[EXERCISE BRIEF]
Two lines mark the range in the entries below: the one holding "Target: dark rocky slope" and the one holding "x=1052 y=426". Set down those two and all lines between them, exactly.

[SOURCE MATERIAL]
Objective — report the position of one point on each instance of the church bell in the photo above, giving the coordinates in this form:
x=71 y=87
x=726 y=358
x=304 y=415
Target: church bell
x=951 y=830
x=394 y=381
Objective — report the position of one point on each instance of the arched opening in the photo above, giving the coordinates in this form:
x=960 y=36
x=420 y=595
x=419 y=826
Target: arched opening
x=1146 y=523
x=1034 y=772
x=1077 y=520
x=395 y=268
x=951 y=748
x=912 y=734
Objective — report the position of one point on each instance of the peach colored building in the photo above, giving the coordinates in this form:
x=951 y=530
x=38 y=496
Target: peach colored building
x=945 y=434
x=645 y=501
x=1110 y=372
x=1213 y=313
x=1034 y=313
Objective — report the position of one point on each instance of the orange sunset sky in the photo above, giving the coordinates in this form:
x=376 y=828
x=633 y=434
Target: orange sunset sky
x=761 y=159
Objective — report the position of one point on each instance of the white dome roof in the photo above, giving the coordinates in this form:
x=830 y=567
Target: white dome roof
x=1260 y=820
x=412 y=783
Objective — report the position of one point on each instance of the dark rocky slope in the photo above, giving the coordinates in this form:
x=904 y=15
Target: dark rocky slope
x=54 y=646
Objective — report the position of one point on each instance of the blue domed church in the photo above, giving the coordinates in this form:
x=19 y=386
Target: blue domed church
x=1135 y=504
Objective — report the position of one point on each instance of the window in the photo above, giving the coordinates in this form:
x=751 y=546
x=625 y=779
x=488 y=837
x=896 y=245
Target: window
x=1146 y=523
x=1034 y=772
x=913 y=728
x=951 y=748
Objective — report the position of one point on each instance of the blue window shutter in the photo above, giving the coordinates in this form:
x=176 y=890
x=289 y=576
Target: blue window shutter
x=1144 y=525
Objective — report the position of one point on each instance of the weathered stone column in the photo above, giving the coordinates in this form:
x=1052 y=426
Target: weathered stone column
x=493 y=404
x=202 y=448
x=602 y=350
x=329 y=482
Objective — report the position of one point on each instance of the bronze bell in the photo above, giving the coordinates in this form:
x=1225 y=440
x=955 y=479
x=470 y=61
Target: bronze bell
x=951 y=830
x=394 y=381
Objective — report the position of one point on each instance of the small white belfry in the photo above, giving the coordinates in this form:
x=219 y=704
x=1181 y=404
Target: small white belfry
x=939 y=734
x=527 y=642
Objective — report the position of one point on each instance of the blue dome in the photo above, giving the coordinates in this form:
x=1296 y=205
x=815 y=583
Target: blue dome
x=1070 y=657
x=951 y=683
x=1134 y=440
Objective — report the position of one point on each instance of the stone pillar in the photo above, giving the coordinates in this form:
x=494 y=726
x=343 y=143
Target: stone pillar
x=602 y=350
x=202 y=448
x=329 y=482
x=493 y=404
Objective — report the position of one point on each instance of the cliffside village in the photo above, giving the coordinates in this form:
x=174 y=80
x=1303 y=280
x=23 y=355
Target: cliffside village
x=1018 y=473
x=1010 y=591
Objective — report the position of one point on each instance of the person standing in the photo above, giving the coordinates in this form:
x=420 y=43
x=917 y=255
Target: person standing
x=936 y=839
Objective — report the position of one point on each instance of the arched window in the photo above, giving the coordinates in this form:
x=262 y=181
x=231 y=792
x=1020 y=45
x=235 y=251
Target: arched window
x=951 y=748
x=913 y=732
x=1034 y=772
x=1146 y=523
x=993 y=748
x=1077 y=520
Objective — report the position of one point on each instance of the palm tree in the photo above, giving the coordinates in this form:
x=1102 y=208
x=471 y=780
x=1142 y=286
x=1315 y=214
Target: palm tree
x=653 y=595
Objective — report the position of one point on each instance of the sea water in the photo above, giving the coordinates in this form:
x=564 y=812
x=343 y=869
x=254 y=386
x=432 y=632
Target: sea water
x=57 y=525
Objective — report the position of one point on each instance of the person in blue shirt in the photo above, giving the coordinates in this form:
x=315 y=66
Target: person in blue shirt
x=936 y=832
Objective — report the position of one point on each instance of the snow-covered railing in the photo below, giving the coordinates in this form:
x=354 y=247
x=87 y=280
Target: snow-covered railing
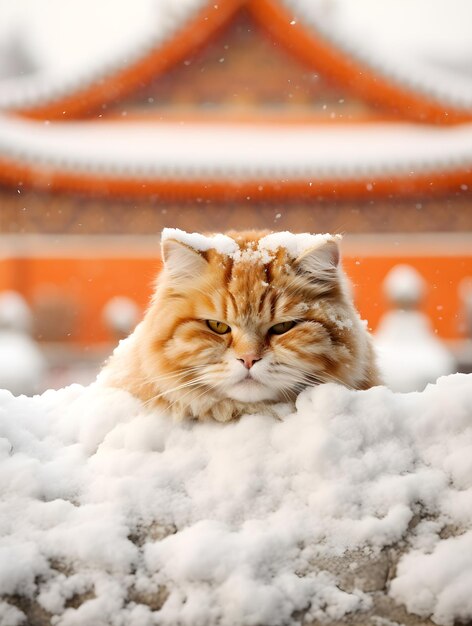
x=355 y=505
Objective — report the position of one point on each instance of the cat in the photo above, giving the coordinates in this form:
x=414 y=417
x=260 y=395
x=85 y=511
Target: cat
x=241 y=322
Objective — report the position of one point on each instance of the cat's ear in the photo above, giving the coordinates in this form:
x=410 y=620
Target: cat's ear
x=181 y=261
x=320 y=262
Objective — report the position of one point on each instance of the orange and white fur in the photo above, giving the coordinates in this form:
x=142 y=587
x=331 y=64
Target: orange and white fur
x=241 y=322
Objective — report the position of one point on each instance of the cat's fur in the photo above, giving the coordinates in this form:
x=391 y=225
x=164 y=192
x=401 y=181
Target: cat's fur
x=175 y=361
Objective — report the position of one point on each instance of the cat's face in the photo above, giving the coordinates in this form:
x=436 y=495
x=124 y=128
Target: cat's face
x=253 y=326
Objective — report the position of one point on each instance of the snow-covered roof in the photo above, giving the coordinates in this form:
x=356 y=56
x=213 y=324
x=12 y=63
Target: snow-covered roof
x=245 y=152
x=422 y=45
x=76 y=43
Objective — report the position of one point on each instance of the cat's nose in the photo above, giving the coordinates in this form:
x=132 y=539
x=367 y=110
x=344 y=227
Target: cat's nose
x=248 y=360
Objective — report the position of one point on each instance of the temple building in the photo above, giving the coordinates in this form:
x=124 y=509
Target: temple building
x=118 y=119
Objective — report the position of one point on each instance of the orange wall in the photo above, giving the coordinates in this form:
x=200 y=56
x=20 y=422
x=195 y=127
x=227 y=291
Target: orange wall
x=88 y=282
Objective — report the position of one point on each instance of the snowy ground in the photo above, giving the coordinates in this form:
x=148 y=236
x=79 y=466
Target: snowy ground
x=355 y=503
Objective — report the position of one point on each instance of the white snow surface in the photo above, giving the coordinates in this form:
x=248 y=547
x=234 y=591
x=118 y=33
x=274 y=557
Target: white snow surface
x=409 y=354
x=191 y=151
x=253 y=504
x=294 y=243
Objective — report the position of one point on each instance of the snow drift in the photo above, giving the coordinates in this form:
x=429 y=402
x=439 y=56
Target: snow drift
x=113 y=515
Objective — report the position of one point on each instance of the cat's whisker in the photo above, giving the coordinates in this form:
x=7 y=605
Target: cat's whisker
x=166 y=377
x=191 y=383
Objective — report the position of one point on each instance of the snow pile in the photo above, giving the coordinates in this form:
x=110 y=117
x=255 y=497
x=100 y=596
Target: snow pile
x=231 y=524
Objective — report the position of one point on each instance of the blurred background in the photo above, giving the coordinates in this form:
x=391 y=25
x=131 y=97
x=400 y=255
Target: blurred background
x=119 y=118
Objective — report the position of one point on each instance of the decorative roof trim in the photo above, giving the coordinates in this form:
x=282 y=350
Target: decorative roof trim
x=42 y=177
x=313 y=49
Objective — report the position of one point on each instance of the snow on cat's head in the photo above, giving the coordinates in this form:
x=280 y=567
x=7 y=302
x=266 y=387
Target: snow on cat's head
x=247 y=317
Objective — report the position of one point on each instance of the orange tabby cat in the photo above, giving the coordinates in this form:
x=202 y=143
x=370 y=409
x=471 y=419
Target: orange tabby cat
x=242 y=321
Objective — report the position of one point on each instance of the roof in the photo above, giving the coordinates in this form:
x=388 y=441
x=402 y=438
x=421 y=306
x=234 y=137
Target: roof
x=398 y=51
x=221 y=159
x=74 y=58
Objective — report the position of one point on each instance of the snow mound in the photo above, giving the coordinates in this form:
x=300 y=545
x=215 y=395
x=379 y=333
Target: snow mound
x=113 y=515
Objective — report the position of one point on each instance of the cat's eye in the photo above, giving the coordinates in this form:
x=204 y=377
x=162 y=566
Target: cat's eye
x=218 y=327
x=281 y=327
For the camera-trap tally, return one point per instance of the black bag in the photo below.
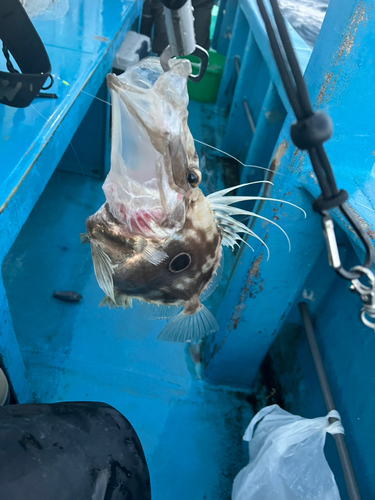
(21, 40)
(70, 451)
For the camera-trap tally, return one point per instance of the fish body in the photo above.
(157, 238)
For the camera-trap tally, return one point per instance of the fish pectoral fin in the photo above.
(84, 238)
(121, 301)
(107, 302)
(124, 301)
(153, 254)
(190, 327)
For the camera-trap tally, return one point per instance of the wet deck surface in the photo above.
(191, 432)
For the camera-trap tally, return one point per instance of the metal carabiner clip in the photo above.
(367, 294)
(180, 30)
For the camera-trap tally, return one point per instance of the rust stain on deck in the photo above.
(252, 275)
(360, 16)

[WRITTEN ANSWER]
Target: dark rocky slope
x=54 y=646
Objective — report the position of one point on each instance of the blue domed church in the photo above, giving the coordinates in this form:
x=19 y=386
Target: blue domed church
x=1135 y=504
Objective — report the position of one point on each instance of the window in the photo above, giving the coordinates in this form:
x=751 y=546
x=625 y=779
x=488 y=837
x=896 y=245
Target: window
x=1146 y=523
x=1034 y=772
x=913 y=728
x=951 y=748
Objective — report the position of one point on each instance of the blue window shutter in the photo above, giving the coordinates in this form:
x=176 y=890
x=289 y=576
Target: blue window shutter
x=1144 y=525
Objective — report the position of one point on each instance of the weathered stone column in the photo above, giving the coordinates in this form:
x=1052 y=426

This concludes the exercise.